• Aim: Please pull out every line below that contains the string "bird". Case counts.

[Records excerpted from a collection]
──────────

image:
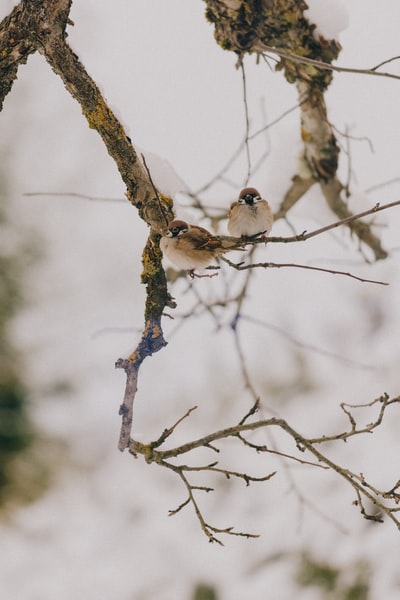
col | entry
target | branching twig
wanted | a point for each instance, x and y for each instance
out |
(269, 265)
(363, 489)
(328, 66)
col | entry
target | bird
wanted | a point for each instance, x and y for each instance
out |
(191, 247)
(250, 215)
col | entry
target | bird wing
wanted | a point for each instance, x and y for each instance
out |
(203, 239)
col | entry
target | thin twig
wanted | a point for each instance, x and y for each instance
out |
(267, 265)
(327, 66)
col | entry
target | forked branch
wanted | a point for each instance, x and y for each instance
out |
(385, 501)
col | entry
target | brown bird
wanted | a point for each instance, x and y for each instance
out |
(250, 215)
(191, 247)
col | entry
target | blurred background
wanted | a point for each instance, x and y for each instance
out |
(78, 519)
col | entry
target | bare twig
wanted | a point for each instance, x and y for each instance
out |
(269, 265)
(328, 66)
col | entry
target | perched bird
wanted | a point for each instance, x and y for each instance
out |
(250, 215)
(191, 247)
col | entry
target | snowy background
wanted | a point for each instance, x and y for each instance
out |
(102, 530)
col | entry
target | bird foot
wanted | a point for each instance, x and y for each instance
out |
(193, 275)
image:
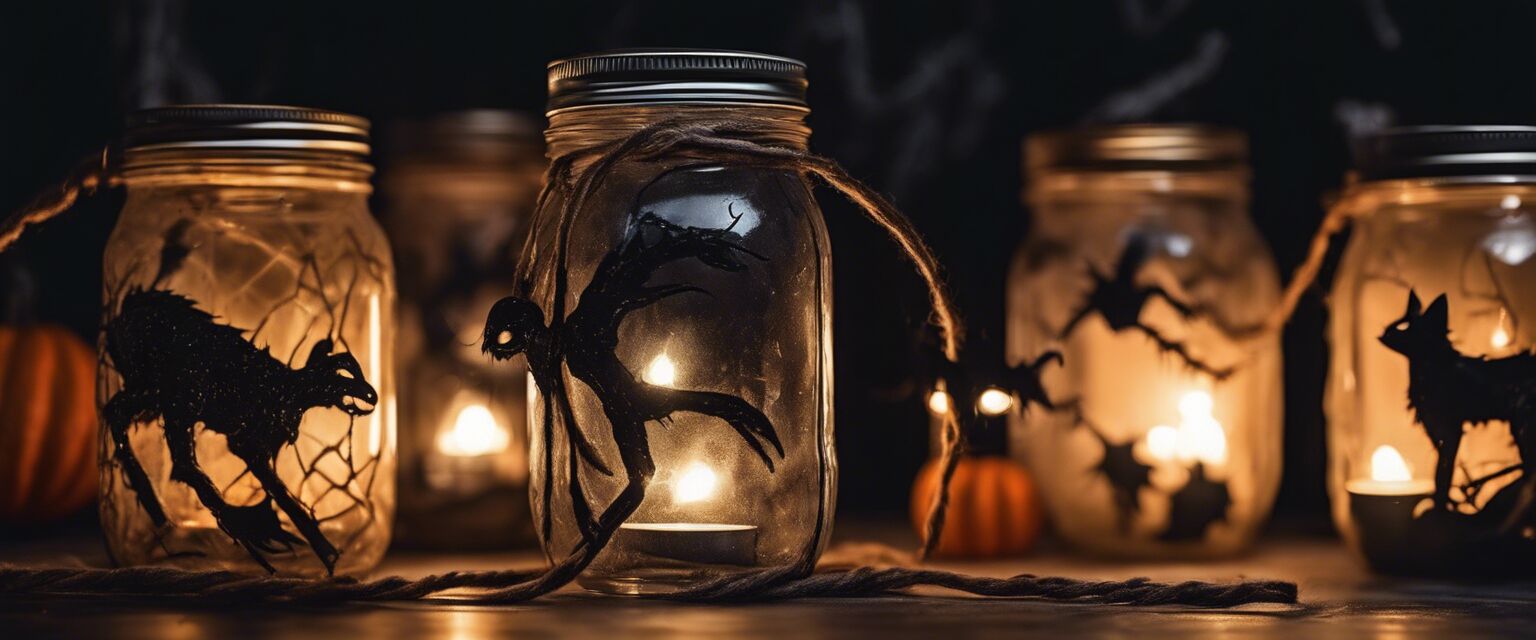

──────────

• Task response:
target | bird
target | bird wing
target | brown bird
target | perched bird
target | bird foot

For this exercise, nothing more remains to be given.